▶ Document passage
Taiga Imanaga

Personal information
- Nationality: Japanese
- Born: 今永虎雅 9 August 1999 (age 27) Kawachinagano, Osaka, Japan
- Height: 5 ft 9 in (177 cm)
- Weight: Lightweight

Boxing career
- Reach: 71 in (180 cm)
- Stance: Southpaw

Boxing record
- Total fights: 12
- Wins: 11
- Win by KO: 5
- Losses: 1

= Taiga Imanaga =

Japanese boxer (born 1999)

Taiga Imanaga (born 9 August 1999) is a Japanese professional boxer who currently competes in the lightweight division.

==Amateur career==
Imanaga had a record eight major amateur titles at a high school in Nara Prefecture. His overall amateur record is 113 wins which includes 23 RSCs and 13 losses

==Professional career==
Imanaga made his debut against Takahiro Hamazaki at the Korakuen Hall. Imanaga dropped Hamazaki twice in the second round forcing his corner to throw in the towel. After winning five of his first six fights by stoppage Imanaga was forced to go the distance against Yoji Saito in the final of an Asian lightweight tournament. Imanaga dropped Saito in the third round and won by unanimous decision. In his eighth professional fight Imanaga also went the distance against Romer Pinili of the Philippines. The fight however was very one sided and Imanaga scored a knockdown in the fifth round.

▶ What is asked
A. Translate this sentence from the Taiga Imanaga profile into Spanish: "Imanaga dropped Saito in the third round and won by unanimous decision."
B. Output, word for word, everything in the Taiga Imanaga profile from "Boxing record" down to "the lightweight division.".
C. List every opponent named in the Taiga Imanaga profile.
The material that comes next is separate from the Taiga Imanaga profile.

▶ Stored data

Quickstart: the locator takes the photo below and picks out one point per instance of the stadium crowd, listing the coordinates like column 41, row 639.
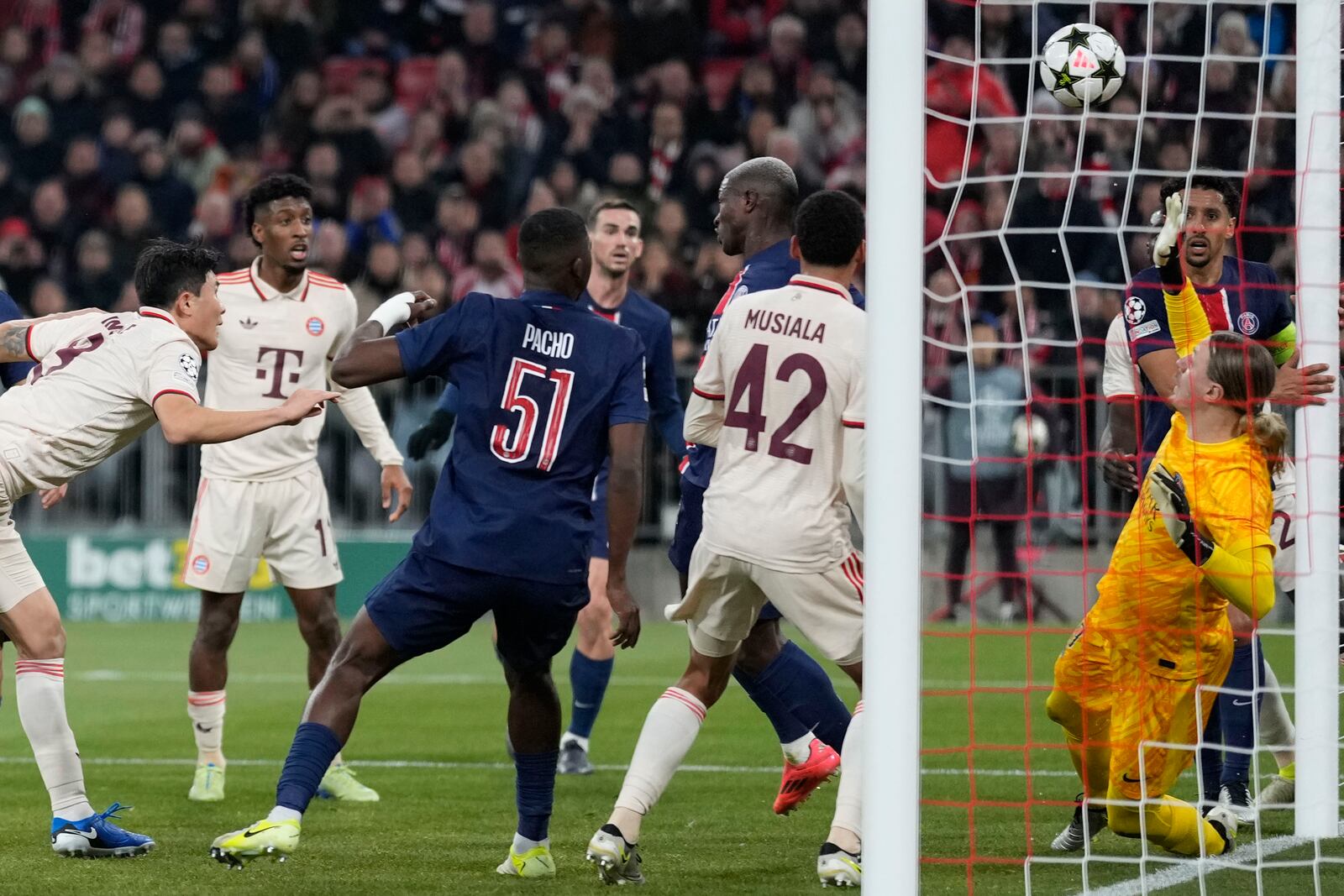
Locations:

▶ Answers provided
A. Imanaga derribó a Saito en el tercer asalto y ganó por decisión unánime.

B.
Boxing record
- Total fights: 12
- Wins: 11
- Win by KO: 5
- Losses: 1

= Taiga Imanaga =

Japanese boxer (born 1999)

Taiga Imanaga (born 9 August 1999) is a Japanese professional boxer who currently competes in the lightweight division.

C.
Takahiro Hamazaki
Yoji Saito
Romer Pinili